◆ Task to complete ◆
From the data below, pick out and copy every line that contains the string "waterfall".

◆ Recorded information ◆
-- Start --

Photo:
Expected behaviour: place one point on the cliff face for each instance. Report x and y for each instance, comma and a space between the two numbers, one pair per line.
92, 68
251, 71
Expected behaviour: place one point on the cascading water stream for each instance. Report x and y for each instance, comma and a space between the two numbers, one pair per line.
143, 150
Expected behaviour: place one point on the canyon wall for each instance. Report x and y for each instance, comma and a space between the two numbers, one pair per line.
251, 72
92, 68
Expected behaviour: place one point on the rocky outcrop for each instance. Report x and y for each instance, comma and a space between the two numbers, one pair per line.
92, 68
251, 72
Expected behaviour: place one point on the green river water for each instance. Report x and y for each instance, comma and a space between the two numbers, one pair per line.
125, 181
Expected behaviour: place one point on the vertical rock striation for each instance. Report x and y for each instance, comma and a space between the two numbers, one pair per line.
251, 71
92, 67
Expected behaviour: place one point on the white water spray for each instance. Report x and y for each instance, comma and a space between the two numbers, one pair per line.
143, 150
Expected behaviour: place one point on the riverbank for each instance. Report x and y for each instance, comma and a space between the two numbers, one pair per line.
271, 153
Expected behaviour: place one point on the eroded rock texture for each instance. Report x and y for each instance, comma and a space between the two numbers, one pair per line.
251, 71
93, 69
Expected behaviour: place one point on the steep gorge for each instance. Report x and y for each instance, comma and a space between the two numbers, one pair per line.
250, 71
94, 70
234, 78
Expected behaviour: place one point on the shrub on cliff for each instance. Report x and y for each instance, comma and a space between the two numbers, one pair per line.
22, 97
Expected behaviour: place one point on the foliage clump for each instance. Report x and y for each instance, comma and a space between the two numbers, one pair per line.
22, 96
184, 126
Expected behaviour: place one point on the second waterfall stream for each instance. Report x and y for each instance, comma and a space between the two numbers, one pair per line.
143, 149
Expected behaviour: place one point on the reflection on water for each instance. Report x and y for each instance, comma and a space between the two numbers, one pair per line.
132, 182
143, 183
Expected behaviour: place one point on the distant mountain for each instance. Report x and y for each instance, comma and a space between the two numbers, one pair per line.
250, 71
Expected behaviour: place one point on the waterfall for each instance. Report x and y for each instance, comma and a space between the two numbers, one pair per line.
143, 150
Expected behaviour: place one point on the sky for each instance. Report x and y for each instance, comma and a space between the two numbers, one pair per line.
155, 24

-- End --
-- Start --

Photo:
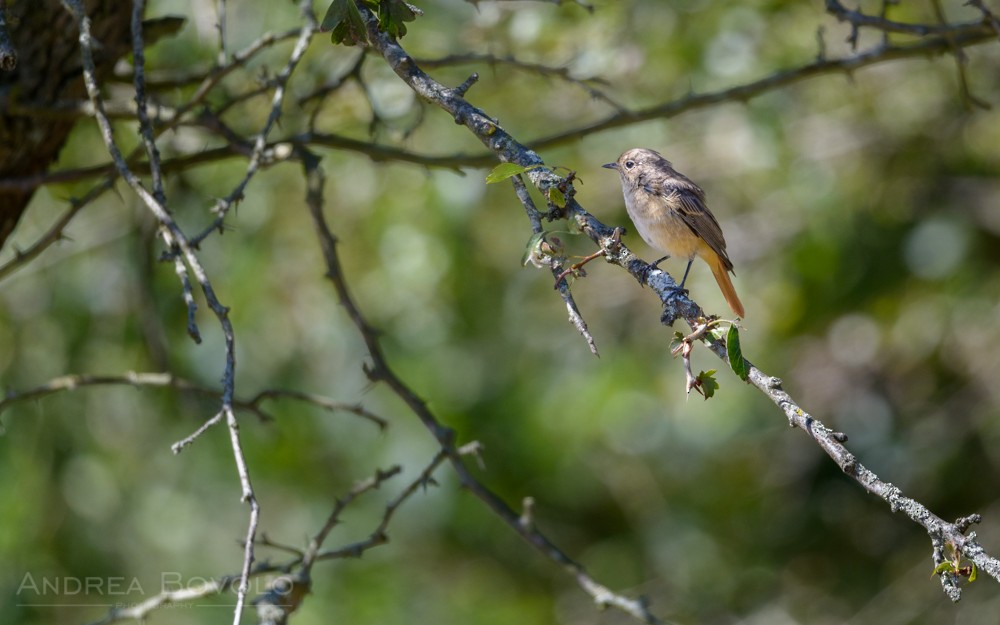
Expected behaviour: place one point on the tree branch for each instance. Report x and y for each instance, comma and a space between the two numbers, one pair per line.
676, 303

-- End --

◆ Solution to this exercise ◆
Expected behaviour: place one point on the second waterfall stream for each instance. Report x and y for each instance, comma and a space between the two numbers, one pair per line.
Expected behaviour: place one point on the waterfall for each instance. Report x and y for each instance, comma and a space between the two numbers, one pair per line.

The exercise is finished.